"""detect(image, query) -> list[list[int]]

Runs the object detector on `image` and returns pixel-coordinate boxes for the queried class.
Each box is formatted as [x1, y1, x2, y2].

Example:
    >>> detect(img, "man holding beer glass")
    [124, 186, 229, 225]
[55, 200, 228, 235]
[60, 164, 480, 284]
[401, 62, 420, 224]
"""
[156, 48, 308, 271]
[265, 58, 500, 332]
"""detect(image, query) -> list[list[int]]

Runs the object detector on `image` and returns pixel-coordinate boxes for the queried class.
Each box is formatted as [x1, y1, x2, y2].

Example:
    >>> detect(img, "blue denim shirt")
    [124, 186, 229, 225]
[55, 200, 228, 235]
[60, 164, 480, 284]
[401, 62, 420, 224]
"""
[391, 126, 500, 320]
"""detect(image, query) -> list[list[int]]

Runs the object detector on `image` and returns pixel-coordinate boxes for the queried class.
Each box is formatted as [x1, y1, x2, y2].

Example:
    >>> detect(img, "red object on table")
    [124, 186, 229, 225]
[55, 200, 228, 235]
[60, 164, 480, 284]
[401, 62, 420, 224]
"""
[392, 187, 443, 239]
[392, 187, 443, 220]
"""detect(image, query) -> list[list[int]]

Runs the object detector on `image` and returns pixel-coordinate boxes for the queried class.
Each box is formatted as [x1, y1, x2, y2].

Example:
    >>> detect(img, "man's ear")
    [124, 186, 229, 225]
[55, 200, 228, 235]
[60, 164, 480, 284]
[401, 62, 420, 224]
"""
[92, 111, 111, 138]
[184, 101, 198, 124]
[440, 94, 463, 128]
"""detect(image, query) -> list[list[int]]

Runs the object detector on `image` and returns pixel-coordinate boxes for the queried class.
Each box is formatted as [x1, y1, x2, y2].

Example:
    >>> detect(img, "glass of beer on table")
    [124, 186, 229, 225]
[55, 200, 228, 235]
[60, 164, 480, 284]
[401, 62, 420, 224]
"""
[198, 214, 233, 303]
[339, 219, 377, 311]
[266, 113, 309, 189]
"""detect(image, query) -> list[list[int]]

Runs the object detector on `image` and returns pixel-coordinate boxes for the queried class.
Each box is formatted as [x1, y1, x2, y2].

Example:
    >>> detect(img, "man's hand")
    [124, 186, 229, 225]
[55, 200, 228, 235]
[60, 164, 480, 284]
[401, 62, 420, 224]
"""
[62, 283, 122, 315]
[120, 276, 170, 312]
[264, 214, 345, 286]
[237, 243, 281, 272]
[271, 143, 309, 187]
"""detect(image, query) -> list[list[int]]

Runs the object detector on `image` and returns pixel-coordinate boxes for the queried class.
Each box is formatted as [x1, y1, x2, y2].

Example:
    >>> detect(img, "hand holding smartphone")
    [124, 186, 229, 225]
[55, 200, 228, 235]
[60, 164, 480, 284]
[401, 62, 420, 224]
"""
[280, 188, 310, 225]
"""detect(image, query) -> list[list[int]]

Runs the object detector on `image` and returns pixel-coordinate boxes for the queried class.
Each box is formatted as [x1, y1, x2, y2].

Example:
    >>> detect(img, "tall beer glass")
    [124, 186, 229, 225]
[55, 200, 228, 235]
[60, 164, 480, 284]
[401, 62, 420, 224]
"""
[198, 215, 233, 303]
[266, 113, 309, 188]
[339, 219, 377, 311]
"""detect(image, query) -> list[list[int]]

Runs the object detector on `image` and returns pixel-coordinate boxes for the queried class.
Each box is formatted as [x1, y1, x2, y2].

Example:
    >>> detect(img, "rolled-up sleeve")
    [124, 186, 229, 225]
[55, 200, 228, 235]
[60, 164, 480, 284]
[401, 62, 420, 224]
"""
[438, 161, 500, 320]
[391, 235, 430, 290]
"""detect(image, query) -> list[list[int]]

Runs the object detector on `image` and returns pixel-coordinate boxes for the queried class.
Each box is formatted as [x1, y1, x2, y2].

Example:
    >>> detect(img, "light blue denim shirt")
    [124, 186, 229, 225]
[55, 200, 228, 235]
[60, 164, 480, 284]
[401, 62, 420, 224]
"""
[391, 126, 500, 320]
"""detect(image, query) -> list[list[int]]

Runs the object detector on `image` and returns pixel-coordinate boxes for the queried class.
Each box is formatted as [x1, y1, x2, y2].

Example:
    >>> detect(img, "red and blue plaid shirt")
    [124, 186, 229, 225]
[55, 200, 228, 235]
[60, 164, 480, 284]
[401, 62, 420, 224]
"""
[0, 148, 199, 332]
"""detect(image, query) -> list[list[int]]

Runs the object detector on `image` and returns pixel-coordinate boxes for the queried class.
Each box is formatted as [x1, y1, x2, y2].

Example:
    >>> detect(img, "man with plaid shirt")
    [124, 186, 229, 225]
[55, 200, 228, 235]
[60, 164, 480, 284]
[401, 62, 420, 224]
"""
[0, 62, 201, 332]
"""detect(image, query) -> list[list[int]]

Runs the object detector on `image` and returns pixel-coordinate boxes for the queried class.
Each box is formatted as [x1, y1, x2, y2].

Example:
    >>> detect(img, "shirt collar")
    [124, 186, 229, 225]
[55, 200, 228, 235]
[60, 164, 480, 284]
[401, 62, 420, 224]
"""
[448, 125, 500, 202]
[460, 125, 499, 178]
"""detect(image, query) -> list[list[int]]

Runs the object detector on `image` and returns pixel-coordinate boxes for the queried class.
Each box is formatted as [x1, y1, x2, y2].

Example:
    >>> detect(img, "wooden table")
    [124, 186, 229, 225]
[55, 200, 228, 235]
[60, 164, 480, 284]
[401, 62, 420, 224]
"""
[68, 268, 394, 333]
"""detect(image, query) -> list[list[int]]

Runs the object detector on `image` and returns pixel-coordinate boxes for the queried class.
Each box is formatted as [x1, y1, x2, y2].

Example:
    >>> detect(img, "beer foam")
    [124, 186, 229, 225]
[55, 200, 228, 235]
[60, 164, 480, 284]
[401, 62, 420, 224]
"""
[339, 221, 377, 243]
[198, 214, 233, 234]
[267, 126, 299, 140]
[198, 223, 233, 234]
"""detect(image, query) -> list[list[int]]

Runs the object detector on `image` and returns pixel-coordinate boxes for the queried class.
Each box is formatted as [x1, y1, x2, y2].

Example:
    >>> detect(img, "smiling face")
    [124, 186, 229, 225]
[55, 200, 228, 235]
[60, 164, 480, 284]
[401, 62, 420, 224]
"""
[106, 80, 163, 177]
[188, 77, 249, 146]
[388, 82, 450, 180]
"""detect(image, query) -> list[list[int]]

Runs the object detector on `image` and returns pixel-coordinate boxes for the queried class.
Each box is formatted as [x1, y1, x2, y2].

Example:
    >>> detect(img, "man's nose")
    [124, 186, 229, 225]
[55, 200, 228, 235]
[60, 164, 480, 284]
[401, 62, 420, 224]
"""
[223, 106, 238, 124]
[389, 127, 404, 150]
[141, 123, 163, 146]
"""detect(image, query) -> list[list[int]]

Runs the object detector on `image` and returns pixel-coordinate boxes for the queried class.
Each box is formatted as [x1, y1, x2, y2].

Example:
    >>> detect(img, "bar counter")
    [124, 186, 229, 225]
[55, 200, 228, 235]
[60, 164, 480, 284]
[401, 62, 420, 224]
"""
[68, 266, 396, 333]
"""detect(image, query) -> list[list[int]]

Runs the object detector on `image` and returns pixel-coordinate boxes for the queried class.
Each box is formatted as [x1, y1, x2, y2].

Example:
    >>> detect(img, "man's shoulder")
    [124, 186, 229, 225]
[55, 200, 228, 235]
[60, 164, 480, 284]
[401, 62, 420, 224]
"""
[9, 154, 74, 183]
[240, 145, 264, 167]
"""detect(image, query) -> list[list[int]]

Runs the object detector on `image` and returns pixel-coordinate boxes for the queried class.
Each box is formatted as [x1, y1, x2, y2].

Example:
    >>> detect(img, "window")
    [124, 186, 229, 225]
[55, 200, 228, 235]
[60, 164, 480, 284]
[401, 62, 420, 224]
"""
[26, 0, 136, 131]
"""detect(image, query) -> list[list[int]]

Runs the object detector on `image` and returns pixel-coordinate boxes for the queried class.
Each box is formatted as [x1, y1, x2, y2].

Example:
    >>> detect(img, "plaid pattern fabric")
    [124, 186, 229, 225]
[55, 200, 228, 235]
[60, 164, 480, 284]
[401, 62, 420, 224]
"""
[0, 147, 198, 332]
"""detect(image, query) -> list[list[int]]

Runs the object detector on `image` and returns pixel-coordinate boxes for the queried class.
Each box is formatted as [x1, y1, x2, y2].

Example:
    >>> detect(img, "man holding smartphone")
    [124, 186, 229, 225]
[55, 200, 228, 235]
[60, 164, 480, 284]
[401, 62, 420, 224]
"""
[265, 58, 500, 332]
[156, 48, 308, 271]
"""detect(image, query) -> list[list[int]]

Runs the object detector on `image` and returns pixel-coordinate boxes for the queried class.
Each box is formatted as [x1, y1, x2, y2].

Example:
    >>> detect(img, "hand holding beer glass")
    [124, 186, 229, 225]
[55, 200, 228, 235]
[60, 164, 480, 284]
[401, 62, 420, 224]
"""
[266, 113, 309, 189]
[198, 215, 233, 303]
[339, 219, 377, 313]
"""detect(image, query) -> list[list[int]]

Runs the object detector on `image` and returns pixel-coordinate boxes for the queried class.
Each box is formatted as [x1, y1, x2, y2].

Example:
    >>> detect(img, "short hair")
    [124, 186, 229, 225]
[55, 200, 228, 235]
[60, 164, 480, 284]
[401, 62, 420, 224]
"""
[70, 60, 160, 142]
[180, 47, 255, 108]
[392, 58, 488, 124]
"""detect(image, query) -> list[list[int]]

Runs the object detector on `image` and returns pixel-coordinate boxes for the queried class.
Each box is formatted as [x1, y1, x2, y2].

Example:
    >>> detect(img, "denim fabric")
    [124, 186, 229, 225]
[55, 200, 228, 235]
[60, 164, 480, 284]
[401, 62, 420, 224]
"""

++++++++

**THE REQUEST:** Please change "detector" to "classifier" in the part of the data that opens with its first line and closes with the line containing "[392, 187, 443, 220]". Give only that part back, with nothing else altered.

**EXERCISE SOLUTION:**
"""detect(image, query) -> list[list[int]]

Runs the object classifier on `image` and returns pixel-coordinate boxes for the queried class.
Each box is formatted as [x1, y1, x2, y2].

Example:
    >>> detect(img, "man holding beer glass")
    [124, 186, 229, 225]
[55, 200, 228, 235]
[60, 164, 480, 284]
[401, 62, 420, 224]
"""
[156, 48, 308, 271]
[265, 58, 500, 332]
"""detect(image, query) -> list[list[int]]

Runs the object classifier on `image` and returns pixel-coordinate boxes for the queried class.
Each box is formatted as [x1, y1, x2, y2].

Example:
    >>> detect(img, "blue denim shirt")
    [124, 186, 229, 225]
[55, 200, 228, 235]
[60, 164, 480, 284]
[401, 62, 420, 224]
"""
[391, 126, 500, 320]
"""detect(image, query) -> list[list[int]]

Runs the object classifier on `image` and returns pixel-coordinate boxes for the queried class.
Each box is formatted as [x1, y1, x2, y2].

Example:
    >>> detect(img, "red object on table")
    [124, 186, 229, 225]
[55, 200, 228, 235]
[60, 164, 480, 284]
[401, 62, 420, 224]
"""
[392, 187, 443, 239]
[392, 187, 443, 220]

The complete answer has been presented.